*SHORT EXERCISE*: Render all of the records below as a JSON list of strings, with one string for each line and no blank lines.

Dataset records on object locations:
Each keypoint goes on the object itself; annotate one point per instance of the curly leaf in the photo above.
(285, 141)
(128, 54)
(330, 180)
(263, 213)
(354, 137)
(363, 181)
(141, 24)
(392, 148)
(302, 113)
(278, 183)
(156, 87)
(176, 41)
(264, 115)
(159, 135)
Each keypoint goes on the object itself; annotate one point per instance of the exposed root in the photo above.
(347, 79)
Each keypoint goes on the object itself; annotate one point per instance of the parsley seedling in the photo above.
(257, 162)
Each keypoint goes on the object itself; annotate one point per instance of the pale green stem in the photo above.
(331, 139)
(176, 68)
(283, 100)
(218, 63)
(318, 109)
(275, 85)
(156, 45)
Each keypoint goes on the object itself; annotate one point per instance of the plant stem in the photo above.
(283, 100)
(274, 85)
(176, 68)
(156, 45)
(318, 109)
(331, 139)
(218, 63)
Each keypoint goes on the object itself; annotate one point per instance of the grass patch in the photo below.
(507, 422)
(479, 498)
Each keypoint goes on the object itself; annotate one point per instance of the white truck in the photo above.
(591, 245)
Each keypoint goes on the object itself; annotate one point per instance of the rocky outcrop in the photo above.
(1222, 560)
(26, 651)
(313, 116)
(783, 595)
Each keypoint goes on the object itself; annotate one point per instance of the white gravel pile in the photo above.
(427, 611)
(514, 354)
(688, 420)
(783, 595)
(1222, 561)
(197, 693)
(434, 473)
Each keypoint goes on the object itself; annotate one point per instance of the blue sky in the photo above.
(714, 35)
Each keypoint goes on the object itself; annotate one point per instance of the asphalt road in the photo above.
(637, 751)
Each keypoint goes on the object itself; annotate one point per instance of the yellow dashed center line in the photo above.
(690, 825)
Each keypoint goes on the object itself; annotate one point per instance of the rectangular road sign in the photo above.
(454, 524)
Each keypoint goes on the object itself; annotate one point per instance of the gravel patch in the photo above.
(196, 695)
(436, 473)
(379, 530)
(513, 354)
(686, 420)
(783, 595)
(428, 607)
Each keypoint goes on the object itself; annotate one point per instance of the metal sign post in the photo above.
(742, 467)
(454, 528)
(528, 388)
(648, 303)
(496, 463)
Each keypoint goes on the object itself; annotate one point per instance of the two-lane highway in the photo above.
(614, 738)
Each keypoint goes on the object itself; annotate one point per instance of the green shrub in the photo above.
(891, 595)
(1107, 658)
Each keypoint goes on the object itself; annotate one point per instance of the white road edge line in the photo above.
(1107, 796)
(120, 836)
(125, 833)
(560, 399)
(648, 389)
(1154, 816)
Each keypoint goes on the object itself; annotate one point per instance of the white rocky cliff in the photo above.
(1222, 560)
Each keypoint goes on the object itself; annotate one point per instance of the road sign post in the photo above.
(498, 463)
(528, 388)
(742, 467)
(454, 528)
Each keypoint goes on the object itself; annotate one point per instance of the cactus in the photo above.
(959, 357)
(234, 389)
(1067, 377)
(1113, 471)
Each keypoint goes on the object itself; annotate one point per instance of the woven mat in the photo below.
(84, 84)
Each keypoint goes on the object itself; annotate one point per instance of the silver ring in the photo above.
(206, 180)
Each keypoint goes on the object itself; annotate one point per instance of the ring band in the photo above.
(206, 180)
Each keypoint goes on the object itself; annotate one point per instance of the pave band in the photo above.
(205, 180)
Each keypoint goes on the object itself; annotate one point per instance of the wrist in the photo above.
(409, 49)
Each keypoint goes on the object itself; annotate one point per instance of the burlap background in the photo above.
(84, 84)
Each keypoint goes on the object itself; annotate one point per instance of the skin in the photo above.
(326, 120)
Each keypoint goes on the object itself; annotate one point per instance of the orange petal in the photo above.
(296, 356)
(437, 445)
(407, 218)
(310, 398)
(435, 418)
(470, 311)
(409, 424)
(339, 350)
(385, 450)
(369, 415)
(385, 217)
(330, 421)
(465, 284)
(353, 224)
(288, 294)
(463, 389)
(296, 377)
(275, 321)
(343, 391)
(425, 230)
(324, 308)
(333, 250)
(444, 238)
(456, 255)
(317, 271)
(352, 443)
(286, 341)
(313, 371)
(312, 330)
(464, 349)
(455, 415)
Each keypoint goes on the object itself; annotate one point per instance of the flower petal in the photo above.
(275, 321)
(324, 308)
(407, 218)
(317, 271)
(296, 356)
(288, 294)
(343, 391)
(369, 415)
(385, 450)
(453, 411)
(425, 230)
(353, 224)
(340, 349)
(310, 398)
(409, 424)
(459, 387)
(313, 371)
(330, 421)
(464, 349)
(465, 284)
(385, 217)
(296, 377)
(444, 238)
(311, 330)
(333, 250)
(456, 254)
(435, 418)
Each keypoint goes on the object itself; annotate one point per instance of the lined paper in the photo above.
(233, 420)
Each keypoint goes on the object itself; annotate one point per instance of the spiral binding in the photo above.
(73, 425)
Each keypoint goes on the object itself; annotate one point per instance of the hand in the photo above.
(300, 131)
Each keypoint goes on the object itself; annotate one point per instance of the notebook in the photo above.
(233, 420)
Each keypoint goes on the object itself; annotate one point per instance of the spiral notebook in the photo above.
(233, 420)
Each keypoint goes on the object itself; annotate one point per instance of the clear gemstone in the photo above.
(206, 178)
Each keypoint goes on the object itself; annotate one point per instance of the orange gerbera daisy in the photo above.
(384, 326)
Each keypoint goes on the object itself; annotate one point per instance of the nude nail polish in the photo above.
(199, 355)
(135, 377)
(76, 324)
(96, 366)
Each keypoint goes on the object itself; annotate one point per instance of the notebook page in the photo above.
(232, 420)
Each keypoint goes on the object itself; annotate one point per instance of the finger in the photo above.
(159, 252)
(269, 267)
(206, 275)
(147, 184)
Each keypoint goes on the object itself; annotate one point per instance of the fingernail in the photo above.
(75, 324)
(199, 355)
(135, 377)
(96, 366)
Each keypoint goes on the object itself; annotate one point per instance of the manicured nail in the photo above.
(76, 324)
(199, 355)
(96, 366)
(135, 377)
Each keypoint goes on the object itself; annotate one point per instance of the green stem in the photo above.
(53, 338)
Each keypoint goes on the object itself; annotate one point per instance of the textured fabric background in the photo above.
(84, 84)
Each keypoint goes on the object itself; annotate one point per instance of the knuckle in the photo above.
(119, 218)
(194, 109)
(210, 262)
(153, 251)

*EXERCISE RESULT*:
[
  "Each keypoint goes on the object itself; annotate one point per instance of the curly leaf in the photo above.",
  "(285, 141)",
  "(128, 54)",
  "(330, 180)",
  "(263, 213)",
  "(354, 137)",
  "(363, 181)",
  "(141, 24)",
  "(392, 148)",
  "(302, 113)",
  "(278, 183)",
  "(156, 87)",
  "(176, 41)",
  "(264, 115)",
  "(159, 135)",
  "Each keypoint goes on the object itself; annotate one point per instance of the exposed root in the photo above.",
  "(347, 79)",
  "Each keypoint goes on the object itself; annotate one point per instance of the parsley seedling in the photo above.",
  "(257, 162)",
  "Each keypoint goes on the object itself; annotate one point per instance of the pale green stem in the photo above.",
  "(331, 139)",
  "(176, 68)",
  "(283, 100)",
  "(218, 63)",
  "(318, 109)",
  "(275, 85)",
  "(156, 45)",
  "Each keypoint goes on the object itself; annotate one point per instance of the plant stem in the photo above.",
  "(283, 100)",
  "(274, 85)",
  "(176, 68)",
  "(156, 45)",
  "(318, 109)",
  "(331, 139)",
  "(218, 63)",
  "Each keypoint goes on the object itself; annotate one point per instance of the grass patch in the photo below.",
  "(507, 422)",
  "(479, 498)",
  "Each keypoint goes on the object itself; annotate one point per instance of the white truck in the photo above.",
  "(591, 245)",
  "Each keypoint goes on the object itself; annotate one point per instance of the rocky outcrop in the photo above.",
  "(1222, 560)",
  "(26, 651)",
  "(313, 116)",
  "(783, 595)",
  "Each keypoint goes on the object itself; annotate one point per instance of the white gravel pile in the photo above.",
  "(427, 611)",
  "(514, 354)",
  "(688, 420)",
  "(783, 595)",
  "(1222, 561)",
  "(197, 693)",
  "(434, 473)",
  "Each keypoint goes on the object itself; annotate one point per instance of the blue sky in the photo above.",
  "(714, 35)",
  "Each keypoint goes on the object itself; annotate one point per instance of the asphalt road in the photo above.",
  "(637, 751)",
  "Each keypoint goes on the object itself; annotate one point per instance of the yellow dashed center line in the photo above.",
  "(690, 825)",
  "Each keypoint goes on the object itself; annotate one point per instance of the rectangular road sign in the photo above.",
  "(454, 524)",
  "Each keypoint goes on the object itself; annotate one point per instance of the gravel patch in the photo above.",
  "(196, 695)",
  "(436, 473)",
  "(379, 530)",
  "(513, 354)",
  "(686, 420)",
  "(783, 595)",
  "(428, 607)",
  "Each keypoint goes on the object itself; annotate one point per instance of the metal sign post in the photo above.",
  "(742, 467)",
  "(454, 528)",
  "(528, 388)",
  "(648, 303)",
  "(496, 463)",
  "Each keypoint goes on the object itself; annotate one point per instance of the two-lane highway in the photo above.",
  "(614, 738)",
  "Each keypoint goes on the object itself; annotate one point per instance of the green shrub in the photo above.",
  "(891, 595)",
  "(1107, 658)",
  "Each keypoint goes on the object itself; annotate one point per instance of the white road edge line in the photo above.",
  "(1107, 796)",
  "(120, 836)",
  "(125, 833)",
  "(560, 399)",
  "(648, 389)",
  "(1154, 816)",
  "Each keypoint goes on the object itself; annotate one point per instance of the white rocky cliff in the photo above.",
  "(1222, 560)",
  "Each keypoint goes on the object itself; annotate one point per instance of the road sign post in the photo above.",
  "(498, 463)",
  "(528, 388)",
  "(742, 467)",
  "(454, 528)",
  "Each keypoint goes on the object itself; annotate one point per instance of the cactus in the photo above.",
  "(959, 357)",
  "(234, 389)",
  "(1067, 377)",
  "(1113, 471)",
  "Each keypoint goes on the object itself; annotate one point per instance of the woven mat in the photo below.",
  "(84, 84)",
  "Each keypoint goes on the object itself; annotate one point per instance of the silver ring in the photo above.",
  "(206, 180)",
  "Each keypoint goes on the object itself; annotate one point per instance of the ring band in the photo above.",
  "(206, 180)",
  "Each keypoint goes on the object itself; annotate one point per instance of the pave band in the photo above.",
  "(205, 180)",
  "Each keypoint goes on the object itself; annotate one point per instance of the wrist in the photo above.",
  "(409, 49)",
  "Each keypoint goes on the object itself; annotate one point per instance of the burlap background in the photo above.",
  "(84, 84)",
  "Each keypoint goes on the object itself; annotate one point per instance of the skin in the photo above.",
  "(326, 120)",
  "Each keypoint goes on the object itself; annotate one point per instance of the orange petal in the photo above.",
  "(296, 356)",
  "(437, 445)",
  "(407, 218)",
  "(310, 398)",
  "(435, 418)",
  "(470, 311)",
  "(409, 424)",
  "(339, 350)",
  "(385, 450)",
  "(369, 415)",
  "(385, 217)",
  "(330, 421)",
  "(465, 284)",
  "(353, 224)",
  "(288, 294)",
  "(463, 389)",
  "(296, 377)",
  "(275, 321)",
  "(343, 391)",
  "(425, 230)",
  "(324, 308)",
  "(333, 250)",
  "(444, 238)",
  "(456, 255)",
  "(317, 271)",
  "(352, 443)",
  "(286, 341)",
  "(313, 371)",
  "(312, 330)",
  "(464, 349)",
  "(455, 415)",
  "Each keypoint goes on the object itself; annotate one point per instance of the flower petal in the photo above.",
  "(275, 321)",
  "(324, 308)",
  "(407, 218)",
  "(317, 271)",
  "(296, 356)",
  "(288, 294)",
  "(343, 391)",
  "(369, 415)",
  "(385, 450)",
  "(453, 411)",
  "(425, 230)",
  "(353, 224)",
  "(340, 349)",
  "(310, 398)",
  "(409, 424)",
  "(459, 387)",
  "(313, 371)",
  "(330, 421)",
  "(464, 349)",
  "(465, 284)",
  "(385, 217)",
  "(296, 377)",
  "(444, 238)",
  "(311, 330)",
  "(333, 250)",
  "(456, 254)",
  "(435, 418)",
  "Each keypoint goes on the object itself; annotate one point per instance of the lined paper in the photo above.",
  "(233, 420)",
  "Each keypoint goes on the object itself; annotate one point per instance of the spiral binding in the photo above.",
  "(73, 425)",
  "Each keypoint goes on the object itself; annotate one point per instance of the hand in the photo above.",
  "(300, 131)",
  "Each keypoint goes on the object itself; annotate one point per instance of the notebook in the photo above.",
  "(233, 420)",
  "Each keypoint goes on the object itself; annotate one point per instance of the spiral notebook in the photo above.",
  "(233, 420)",
  "Each keypoint goes on the object itself; annotate one point per instance of the clear gemstone in the photo above.",
  "(206, 178)",
  "Each keypoint goes on the object itself; annotate one point per instance of the orange gerbera daisy in the photo above.",
  "(384, 326)",
  "Each keypoint goes on the object itself; annotate one point per instance of the nude nail polish in the photo above.",
  "(199, 355)",
  "(135, 377)",
  "(76, 324)",
  "(96, 366)",
  "Each keypoint goes on the object itself; annotate one point per instance of the notebook page in the photo above.",
  "(232, 420)",
  "Each keypoint goes on the object itself; annotate one point per instance of the finger in the photo above.",
  "(159, 252)",
  "(269, 267)",
  "(206, 275)",
  "(147, 184)",
  "Each keypoint goes on the object itself; annotate one point per instance of the fingernail in the photo above.",
  "(75, 324)",
  "(199, 355)",
  "(135, 377)",
  "(96, 366)",
  "Each keypoint goes on the object itself; annotate one point per instance of the manicured nail in the photo above.",
  "(76, 324)",
  "(199, 355)",
  "(96, 366)",
  "(135, 377)",
  "Each keypoint goes on the object itself; annotate one point per instance of the green stem in the photo above.",
  "(53, 338)",
  "Each keypoint goes on the object itself; annotate one point per instance of the textured fabric background in the photo above.",
  "(84, 84)",
  "Each keypoint goes on the object itself; annotate one point per instance of the knuckle in the photo above.",
  "(119, 218)",
  "(194, 109)",
  "(210, 262)",
  "(153, 251)"
]